Please collect every line below that contains the word "white", and copy each of those lines in full.

## Records
— begin —

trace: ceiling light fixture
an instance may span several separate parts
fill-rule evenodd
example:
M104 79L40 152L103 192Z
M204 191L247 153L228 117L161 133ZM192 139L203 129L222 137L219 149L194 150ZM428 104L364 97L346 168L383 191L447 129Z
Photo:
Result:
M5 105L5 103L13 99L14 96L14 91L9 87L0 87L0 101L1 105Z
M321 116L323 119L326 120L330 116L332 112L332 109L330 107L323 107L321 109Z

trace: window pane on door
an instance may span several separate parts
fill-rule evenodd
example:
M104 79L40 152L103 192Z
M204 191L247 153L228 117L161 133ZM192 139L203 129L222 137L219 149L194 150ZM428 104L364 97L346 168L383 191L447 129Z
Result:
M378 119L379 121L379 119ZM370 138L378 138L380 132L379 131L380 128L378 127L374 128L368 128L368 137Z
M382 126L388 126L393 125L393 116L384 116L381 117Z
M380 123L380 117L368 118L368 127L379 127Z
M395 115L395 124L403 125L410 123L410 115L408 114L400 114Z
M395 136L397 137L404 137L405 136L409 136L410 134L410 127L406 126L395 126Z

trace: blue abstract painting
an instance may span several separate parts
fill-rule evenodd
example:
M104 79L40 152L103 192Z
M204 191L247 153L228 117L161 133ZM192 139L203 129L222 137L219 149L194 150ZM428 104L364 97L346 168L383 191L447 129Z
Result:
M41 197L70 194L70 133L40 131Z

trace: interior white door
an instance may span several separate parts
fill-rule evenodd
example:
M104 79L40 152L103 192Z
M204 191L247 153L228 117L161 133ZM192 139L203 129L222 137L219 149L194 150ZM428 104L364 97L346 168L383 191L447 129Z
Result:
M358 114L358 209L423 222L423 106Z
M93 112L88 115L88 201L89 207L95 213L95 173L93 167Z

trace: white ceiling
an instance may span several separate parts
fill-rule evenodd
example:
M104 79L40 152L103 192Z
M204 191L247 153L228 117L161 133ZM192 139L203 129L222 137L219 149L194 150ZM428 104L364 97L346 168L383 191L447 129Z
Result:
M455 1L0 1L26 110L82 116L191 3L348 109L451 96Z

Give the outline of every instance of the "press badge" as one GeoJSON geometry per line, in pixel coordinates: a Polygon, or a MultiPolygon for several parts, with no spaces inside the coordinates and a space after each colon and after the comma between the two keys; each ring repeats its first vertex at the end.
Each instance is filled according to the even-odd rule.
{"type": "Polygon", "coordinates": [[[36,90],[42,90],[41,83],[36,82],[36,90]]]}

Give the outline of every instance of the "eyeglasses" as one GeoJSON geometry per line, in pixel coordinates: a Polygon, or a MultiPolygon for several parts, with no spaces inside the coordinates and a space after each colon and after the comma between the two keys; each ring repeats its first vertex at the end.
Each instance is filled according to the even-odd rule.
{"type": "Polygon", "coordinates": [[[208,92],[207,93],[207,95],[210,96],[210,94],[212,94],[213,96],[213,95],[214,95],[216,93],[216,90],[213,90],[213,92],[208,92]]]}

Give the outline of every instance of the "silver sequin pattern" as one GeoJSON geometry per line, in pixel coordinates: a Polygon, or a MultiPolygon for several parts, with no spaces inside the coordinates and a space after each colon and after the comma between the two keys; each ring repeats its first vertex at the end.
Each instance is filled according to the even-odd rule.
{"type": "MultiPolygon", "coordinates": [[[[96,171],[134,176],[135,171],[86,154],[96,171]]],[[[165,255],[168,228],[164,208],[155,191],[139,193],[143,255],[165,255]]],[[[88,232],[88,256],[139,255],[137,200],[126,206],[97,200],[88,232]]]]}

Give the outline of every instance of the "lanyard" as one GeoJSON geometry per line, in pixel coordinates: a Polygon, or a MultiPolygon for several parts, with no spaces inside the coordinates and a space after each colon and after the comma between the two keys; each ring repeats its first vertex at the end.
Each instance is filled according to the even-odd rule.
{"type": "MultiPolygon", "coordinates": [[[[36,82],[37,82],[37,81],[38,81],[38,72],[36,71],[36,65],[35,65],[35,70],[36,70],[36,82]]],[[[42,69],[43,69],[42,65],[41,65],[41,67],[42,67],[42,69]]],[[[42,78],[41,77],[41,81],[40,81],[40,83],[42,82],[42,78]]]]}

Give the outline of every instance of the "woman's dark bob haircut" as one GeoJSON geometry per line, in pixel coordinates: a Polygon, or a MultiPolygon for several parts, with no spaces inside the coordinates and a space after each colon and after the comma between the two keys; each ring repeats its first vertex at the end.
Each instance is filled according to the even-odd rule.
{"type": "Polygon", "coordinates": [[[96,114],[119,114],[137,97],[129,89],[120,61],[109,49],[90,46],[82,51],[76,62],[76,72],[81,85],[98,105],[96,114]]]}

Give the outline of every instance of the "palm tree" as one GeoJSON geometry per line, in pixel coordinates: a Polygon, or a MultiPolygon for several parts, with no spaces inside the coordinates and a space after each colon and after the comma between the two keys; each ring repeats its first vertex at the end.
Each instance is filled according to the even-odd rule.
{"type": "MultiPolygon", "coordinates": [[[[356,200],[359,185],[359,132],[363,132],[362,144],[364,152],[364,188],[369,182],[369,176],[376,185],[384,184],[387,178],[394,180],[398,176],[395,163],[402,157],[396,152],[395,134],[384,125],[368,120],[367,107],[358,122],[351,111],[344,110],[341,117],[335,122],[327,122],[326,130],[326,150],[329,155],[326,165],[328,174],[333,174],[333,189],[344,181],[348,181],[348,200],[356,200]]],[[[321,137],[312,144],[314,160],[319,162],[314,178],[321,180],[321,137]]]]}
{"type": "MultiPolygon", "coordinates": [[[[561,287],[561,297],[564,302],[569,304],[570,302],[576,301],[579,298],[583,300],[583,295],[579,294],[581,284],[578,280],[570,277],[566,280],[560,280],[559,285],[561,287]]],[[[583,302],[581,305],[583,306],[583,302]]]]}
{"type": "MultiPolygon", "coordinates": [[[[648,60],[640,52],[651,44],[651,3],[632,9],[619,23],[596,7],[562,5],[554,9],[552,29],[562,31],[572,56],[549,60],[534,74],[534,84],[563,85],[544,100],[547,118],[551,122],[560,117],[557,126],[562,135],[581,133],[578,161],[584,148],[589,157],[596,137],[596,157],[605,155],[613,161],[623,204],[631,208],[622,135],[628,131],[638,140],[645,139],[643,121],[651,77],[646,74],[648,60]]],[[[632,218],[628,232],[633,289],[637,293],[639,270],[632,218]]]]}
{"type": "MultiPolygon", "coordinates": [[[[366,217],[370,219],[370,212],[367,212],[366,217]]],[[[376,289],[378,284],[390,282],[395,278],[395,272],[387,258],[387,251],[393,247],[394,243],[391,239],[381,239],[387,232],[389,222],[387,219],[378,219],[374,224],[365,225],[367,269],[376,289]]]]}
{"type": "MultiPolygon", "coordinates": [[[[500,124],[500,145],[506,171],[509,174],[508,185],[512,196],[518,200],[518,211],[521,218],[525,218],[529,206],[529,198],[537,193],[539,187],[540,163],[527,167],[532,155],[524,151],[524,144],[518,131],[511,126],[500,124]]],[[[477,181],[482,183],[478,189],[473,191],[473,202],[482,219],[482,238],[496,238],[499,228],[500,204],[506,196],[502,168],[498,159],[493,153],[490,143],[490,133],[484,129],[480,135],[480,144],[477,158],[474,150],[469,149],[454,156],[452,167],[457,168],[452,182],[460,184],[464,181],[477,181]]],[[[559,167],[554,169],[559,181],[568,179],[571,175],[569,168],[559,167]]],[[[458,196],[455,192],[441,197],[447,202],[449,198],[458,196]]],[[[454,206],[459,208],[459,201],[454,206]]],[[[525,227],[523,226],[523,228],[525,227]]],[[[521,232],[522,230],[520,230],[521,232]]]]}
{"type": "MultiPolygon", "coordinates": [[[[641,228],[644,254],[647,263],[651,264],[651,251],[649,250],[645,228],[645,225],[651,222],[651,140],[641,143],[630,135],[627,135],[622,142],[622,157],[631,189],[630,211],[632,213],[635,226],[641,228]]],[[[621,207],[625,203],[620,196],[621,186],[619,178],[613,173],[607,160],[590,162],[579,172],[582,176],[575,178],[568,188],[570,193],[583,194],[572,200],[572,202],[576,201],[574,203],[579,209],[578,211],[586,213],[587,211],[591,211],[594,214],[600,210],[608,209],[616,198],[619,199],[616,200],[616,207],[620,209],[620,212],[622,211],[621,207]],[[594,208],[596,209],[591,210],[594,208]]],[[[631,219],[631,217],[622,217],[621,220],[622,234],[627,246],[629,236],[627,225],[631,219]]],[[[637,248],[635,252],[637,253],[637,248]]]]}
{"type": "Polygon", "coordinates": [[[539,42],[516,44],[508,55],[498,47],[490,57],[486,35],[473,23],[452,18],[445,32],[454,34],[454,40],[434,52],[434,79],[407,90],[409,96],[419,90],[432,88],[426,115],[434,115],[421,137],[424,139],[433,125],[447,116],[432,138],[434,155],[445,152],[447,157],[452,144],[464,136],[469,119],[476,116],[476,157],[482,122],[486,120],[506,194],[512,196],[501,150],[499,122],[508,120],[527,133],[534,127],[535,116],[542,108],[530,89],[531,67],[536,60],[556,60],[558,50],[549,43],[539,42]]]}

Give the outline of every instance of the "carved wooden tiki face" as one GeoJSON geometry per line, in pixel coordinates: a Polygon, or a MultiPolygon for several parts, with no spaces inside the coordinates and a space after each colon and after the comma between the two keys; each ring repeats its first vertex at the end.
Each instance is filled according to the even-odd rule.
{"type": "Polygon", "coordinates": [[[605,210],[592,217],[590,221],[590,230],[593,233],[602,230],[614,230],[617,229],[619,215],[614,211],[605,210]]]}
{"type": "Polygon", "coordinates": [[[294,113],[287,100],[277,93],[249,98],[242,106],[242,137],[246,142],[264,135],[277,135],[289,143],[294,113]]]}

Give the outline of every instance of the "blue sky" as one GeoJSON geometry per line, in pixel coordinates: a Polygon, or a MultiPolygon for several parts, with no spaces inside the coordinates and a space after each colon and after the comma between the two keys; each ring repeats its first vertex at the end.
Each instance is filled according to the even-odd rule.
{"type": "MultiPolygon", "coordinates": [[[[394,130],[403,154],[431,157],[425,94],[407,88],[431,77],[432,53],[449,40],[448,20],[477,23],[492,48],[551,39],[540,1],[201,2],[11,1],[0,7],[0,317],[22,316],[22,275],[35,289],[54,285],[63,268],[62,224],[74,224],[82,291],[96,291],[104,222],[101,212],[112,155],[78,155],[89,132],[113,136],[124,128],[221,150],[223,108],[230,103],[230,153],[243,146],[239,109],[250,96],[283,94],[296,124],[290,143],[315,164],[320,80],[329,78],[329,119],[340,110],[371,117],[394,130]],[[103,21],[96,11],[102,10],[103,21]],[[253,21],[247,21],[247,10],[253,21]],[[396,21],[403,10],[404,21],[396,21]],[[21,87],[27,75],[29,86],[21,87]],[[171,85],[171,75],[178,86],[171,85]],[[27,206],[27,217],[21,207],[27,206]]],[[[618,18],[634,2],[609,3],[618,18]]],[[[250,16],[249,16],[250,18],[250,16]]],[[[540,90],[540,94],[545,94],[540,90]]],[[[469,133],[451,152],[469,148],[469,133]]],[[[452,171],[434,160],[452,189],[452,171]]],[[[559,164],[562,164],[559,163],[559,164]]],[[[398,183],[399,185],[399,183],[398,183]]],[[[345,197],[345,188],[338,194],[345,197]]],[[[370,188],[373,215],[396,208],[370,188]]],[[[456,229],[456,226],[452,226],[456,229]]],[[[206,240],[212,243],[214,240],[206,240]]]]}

— end —

## Response for this exercise
trace: interior white door
trace: white ceiling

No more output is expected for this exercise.